Task directions:
Search the material for the word "coordinates" and report each line where it turns up.

(Beginning of Data to use)

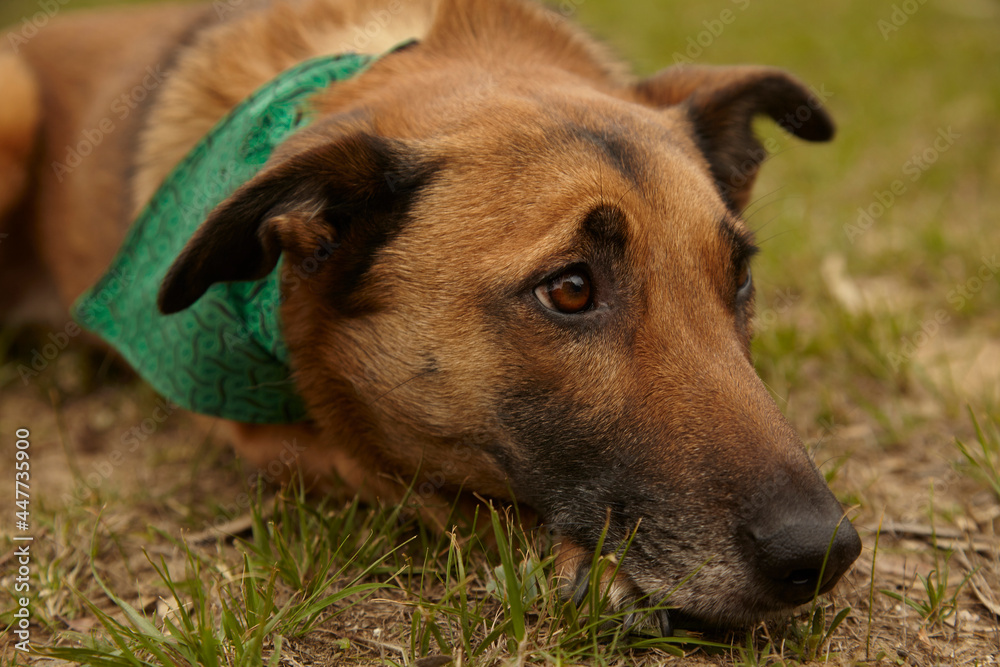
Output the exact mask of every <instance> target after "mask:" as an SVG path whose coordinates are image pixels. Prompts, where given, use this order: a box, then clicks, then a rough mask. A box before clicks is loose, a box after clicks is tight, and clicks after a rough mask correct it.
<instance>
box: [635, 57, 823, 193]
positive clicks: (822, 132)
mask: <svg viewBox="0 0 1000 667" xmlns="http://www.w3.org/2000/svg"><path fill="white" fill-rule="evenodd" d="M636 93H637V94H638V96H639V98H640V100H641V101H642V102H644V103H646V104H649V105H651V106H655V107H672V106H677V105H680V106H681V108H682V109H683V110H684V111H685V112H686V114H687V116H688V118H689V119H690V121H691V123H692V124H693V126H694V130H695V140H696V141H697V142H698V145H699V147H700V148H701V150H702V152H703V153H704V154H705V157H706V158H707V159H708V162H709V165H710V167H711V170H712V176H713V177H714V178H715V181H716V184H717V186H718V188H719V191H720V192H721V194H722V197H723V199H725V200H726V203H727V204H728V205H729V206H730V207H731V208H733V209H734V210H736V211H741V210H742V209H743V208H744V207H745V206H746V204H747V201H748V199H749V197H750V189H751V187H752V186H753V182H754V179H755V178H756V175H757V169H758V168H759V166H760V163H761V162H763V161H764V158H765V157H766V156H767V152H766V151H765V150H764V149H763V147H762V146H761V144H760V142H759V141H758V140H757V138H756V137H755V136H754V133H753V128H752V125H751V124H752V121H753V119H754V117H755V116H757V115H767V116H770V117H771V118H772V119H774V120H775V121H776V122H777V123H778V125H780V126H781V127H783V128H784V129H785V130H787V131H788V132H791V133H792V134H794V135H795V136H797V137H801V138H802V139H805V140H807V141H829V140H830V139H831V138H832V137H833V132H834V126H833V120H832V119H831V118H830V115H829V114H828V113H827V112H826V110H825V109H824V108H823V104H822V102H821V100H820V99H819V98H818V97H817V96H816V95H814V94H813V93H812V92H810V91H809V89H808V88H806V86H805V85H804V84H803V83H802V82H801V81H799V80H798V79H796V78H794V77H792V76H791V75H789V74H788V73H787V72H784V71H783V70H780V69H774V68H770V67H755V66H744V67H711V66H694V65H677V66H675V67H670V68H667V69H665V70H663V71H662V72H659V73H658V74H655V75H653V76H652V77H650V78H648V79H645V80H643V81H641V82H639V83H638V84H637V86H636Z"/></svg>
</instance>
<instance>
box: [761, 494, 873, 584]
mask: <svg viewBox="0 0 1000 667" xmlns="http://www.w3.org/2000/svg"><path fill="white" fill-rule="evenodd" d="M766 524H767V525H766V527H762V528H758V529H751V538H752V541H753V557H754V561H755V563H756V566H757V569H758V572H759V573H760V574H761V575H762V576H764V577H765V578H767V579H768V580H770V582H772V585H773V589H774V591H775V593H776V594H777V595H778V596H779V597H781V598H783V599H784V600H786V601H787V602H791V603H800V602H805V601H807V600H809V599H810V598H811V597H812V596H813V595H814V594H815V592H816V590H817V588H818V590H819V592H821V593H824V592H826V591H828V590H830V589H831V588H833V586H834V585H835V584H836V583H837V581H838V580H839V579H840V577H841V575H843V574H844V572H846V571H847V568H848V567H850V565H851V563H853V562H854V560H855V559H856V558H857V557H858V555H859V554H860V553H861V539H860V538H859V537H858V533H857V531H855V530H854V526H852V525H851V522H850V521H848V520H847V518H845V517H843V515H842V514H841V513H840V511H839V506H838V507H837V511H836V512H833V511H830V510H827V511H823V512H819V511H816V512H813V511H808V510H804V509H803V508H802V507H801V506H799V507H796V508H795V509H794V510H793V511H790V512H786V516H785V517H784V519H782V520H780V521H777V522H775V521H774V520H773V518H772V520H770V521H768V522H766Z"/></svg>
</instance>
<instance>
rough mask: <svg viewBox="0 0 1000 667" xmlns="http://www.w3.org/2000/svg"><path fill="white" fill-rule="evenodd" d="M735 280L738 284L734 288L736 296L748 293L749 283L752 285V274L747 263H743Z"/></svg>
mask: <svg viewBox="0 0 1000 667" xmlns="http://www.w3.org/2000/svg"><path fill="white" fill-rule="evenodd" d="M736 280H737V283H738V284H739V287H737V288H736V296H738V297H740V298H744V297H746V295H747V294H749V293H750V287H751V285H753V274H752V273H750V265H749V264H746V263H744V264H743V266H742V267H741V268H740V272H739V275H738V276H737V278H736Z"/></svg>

(End of Data to use)
(Beginning of Data to use)

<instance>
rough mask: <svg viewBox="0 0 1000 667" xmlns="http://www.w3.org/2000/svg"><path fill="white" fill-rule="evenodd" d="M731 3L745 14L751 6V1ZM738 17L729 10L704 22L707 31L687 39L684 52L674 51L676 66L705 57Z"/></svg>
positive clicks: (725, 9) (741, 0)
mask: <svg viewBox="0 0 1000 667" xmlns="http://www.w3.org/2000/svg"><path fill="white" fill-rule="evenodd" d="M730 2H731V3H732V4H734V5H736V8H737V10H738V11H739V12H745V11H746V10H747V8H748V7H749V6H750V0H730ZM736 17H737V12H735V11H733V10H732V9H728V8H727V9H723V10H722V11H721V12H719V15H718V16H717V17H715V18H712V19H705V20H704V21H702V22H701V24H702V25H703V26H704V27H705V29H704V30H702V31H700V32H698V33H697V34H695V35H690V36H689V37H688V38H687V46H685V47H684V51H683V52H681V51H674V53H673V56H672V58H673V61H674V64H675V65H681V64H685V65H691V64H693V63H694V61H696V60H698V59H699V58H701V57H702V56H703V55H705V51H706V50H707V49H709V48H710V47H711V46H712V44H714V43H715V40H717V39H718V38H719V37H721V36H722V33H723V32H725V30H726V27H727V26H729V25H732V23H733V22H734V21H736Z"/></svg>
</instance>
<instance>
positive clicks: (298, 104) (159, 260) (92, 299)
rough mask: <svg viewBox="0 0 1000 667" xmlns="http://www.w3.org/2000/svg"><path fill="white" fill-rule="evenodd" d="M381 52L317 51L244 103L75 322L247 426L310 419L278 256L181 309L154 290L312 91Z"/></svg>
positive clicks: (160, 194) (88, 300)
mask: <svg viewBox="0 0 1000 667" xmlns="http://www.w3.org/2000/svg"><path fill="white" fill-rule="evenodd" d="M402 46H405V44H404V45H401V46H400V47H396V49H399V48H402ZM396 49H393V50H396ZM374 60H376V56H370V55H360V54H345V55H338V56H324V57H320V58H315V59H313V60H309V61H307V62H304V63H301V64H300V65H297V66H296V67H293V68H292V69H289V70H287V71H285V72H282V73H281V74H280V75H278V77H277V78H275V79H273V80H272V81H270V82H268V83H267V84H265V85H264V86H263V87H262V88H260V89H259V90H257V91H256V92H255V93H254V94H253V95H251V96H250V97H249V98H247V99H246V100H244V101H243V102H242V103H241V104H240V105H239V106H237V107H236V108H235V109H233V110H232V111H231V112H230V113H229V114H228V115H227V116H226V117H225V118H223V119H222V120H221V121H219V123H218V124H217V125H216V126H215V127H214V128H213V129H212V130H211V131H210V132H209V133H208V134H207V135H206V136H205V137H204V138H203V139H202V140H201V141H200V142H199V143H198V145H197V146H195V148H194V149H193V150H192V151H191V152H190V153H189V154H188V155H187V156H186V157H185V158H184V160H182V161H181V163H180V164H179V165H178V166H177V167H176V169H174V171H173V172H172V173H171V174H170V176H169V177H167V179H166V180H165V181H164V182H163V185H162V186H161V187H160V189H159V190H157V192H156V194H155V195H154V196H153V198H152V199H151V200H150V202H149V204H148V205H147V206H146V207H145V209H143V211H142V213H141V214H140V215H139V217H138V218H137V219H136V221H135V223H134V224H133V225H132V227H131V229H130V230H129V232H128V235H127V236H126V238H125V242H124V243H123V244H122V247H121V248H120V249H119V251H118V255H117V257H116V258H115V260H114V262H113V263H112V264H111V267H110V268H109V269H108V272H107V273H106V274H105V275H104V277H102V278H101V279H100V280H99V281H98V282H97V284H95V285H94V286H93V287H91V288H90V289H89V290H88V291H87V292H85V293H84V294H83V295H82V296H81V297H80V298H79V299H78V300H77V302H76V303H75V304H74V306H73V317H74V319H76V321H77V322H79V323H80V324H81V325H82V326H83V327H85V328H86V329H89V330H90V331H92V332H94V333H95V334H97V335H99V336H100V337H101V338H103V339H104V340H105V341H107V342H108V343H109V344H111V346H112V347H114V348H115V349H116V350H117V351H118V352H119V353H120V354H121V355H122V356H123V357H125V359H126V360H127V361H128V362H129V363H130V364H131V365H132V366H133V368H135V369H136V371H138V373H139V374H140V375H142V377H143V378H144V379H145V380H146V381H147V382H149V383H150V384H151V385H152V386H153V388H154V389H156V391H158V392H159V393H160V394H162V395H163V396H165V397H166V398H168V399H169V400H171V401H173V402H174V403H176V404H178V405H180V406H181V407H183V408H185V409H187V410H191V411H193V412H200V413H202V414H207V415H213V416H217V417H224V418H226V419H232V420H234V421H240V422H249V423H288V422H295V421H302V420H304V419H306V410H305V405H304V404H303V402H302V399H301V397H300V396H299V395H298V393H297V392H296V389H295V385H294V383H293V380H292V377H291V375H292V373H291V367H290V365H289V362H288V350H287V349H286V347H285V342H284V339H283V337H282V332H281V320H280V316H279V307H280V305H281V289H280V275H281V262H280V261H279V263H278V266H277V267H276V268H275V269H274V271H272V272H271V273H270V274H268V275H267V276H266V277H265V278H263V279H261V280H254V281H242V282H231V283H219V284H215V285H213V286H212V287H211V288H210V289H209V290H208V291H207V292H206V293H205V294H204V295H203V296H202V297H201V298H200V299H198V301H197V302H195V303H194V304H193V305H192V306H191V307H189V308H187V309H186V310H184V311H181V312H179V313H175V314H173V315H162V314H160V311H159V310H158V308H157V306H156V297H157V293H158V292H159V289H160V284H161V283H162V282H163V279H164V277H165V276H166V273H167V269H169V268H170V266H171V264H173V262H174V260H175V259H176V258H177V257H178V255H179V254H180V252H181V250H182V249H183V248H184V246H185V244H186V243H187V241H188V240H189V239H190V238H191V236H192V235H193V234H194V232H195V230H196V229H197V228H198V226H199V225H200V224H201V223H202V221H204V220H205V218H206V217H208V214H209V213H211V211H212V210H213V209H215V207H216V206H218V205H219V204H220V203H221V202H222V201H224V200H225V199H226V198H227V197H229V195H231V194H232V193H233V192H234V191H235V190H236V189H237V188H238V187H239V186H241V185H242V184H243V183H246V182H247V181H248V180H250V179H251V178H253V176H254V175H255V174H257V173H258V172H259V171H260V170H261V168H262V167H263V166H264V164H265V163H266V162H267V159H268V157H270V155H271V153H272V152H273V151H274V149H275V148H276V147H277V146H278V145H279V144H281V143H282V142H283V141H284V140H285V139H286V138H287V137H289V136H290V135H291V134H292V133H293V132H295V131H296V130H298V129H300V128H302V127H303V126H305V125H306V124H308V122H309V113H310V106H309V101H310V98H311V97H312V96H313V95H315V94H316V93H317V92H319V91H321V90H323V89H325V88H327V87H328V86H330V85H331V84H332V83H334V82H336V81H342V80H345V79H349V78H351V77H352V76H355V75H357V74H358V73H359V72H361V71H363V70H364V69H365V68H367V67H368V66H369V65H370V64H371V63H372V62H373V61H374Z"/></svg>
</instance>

(End of Data to use)
(Beginning of Data to use)

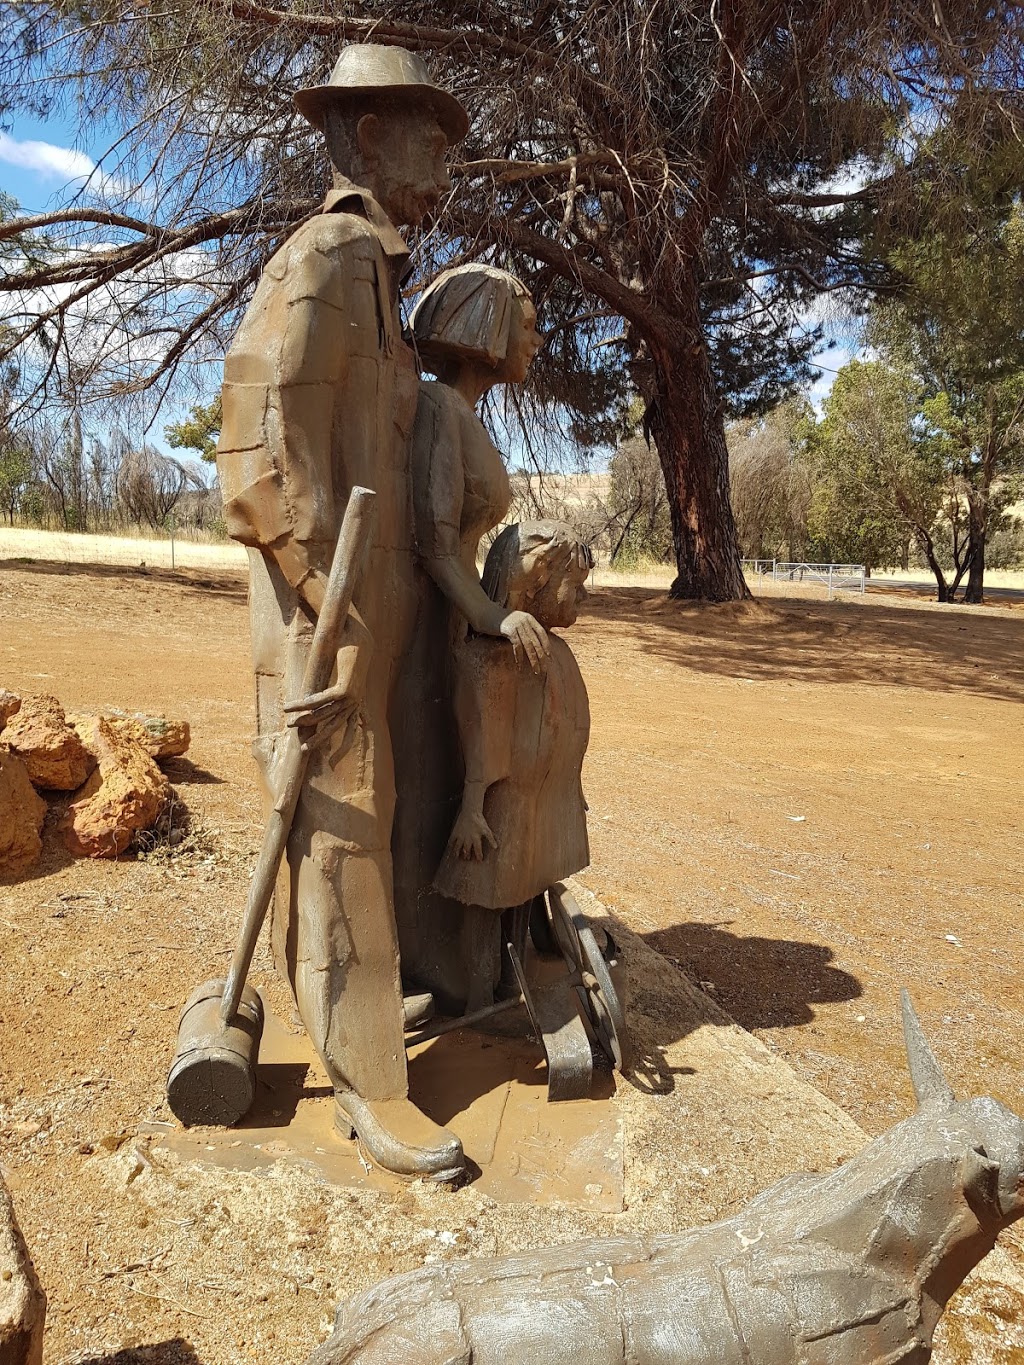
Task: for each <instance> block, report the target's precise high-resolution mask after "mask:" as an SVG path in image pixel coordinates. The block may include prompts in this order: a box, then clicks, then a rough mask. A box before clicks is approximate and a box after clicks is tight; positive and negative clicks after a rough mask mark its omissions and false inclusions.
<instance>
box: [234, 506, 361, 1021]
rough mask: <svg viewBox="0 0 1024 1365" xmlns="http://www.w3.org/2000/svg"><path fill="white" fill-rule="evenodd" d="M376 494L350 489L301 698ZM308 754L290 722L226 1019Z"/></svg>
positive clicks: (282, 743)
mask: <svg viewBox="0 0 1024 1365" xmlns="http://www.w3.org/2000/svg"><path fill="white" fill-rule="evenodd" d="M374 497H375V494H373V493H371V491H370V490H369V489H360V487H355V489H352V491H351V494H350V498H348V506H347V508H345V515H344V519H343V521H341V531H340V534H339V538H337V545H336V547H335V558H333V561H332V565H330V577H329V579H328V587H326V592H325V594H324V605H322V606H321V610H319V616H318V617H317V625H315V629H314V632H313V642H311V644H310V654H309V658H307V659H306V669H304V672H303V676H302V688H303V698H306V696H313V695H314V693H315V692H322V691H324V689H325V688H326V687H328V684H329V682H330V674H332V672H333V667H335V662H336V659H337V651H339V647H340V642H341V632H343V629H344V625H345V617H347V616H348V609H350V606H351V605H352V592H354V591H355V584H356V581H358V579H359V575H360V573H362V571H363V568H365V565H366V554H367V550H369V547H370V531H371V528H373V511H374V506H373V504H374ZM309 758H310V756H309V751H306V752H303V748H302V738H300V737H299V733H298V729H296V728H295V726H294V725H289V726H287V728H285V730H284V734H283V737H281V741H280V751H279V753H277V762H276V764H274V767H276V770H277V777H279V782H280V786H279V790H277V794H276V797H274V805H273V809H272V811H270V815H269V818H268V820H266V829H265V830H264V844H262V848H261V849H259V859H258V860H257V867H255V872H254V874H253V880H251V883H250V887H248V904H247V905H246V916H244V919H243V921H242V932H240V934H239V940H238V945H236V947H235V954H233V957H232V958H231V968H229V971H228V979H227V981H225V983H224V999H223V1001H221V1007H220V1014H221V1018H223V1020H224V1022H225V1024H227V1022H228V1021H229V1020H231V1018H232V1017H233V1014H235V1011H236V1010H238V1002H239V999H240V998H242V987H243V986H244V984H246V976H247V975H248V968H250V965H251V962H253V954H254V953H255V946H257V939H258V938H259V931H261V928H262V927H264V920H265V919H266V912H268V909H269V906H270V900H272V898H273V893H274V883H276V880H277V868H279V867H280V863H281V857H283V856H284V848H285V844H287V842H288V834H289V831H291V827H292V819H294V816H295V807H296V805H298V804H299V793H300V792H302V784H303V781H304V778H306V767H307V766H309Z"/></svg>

(End of Data to use)

Solution for this exercise:
Output the exact mask of every <instance> target after "mask:" as an SVG path whose coordinates are image pixels. Prompts, where given, use this order: a box, then clicks, then a rough mask. A box before clicks is loose, a box after clicks is tight, and clicks after a rough mask correct it.
Task: for each <instance> block, report the target's precise high-resolution mask after "mask:" as an SVG path in image pixel coordinates. The block may include prompts in this order: a box, then clicks, then a rough mask. A box before clicks is approximate and a box after clicks is tight; positive and negative clicks after a rough mask mark its omissions and false inclusions.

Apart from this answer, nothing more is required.